WHAT IS ASKED
Pull out every line in the entries below that contains the string "machinery". Matching is case-sensitive.

SUPPLIED DATA
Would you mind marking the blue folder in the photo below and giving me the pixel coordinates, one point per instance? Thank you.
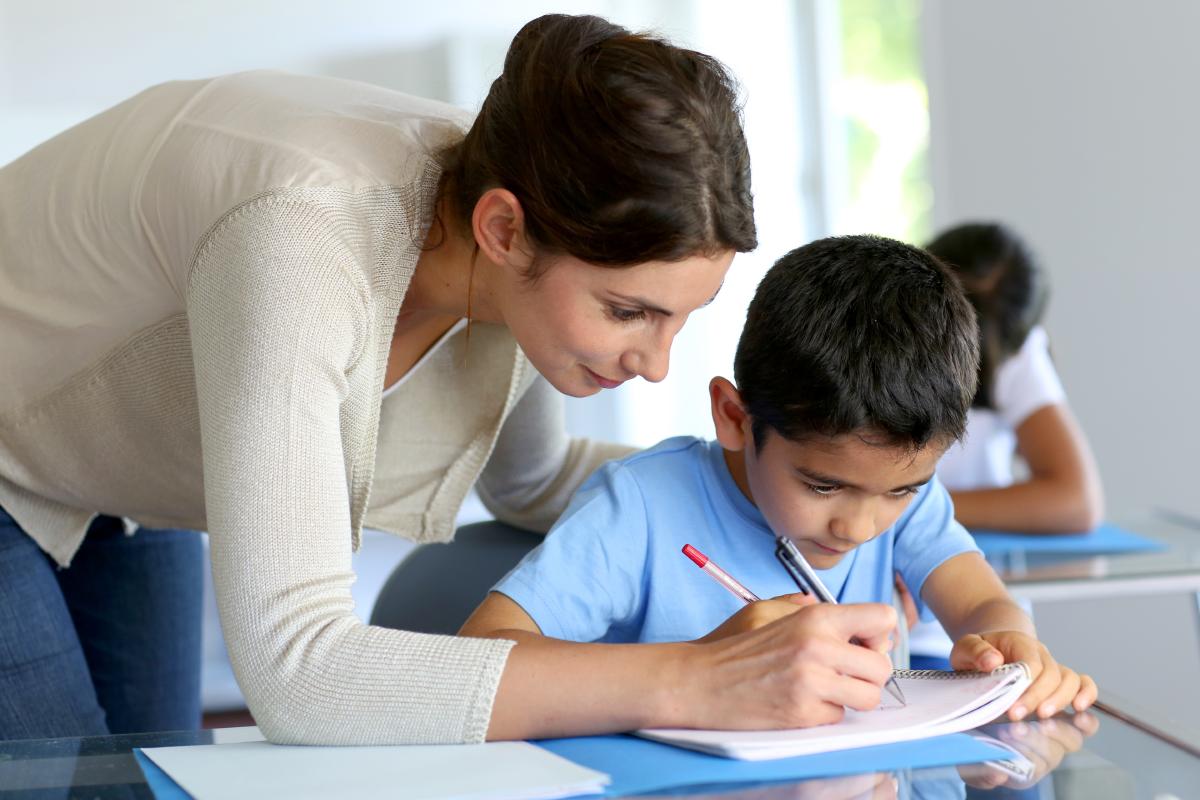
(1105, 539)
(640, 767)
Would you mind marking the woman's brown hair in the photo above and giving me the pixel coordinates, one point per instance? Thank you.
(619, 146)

--

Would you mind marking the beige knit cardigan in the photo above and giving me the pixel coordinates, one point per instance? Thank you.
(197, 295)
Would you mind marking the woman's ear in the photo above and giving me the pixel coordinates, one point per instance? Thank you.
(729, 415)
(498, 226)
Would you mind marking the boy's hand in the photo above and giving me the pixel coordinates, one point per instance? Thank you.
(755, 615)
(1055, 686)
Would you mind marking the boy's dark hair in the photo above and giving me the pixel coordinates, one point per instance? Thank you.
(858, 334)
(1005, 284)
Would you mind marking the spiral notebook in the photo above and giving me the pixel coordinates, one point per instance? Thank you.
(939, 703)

...

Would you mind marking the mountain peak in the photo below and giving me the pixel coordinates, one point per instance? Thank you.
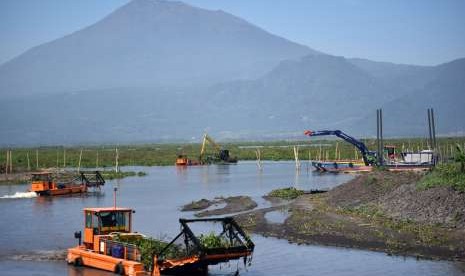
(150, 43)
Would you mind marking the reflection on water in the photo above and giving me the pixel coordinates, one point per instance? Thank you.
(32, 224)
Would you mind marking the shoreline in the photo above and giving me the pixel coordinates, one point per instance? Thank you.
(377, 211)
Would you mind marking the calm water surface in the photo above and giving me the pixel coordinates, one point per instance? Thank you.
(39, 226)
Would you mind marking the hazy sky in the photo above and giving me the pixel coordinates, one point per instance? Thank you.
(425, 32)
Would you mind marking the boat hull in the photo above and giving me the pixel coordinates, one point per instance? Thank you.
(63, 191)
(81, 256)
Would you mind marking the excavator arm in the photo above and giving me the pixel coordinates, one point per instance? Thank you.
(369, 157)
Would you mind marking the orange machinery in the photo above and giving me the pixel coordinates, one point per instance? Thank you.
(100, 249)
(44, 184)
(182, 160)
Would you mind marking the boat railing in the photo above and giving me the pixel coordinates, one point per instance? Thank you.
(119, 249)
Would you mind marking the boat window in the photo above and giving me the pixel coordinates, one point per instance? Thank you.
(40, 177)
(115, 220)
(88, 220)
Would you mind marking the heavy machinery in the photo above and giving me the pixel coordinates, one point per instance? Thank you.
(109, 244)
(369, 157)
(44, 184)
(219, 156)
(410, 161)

ANSWER TO THE TASK
Would you mind marking the orange machinery in the photo above and giving me the pixel coordinates, one point per instance? Thank you.
Would you mind marking the heavy machinery in the photo above and giving me the pixel coordinates, one point per instance? Thank you.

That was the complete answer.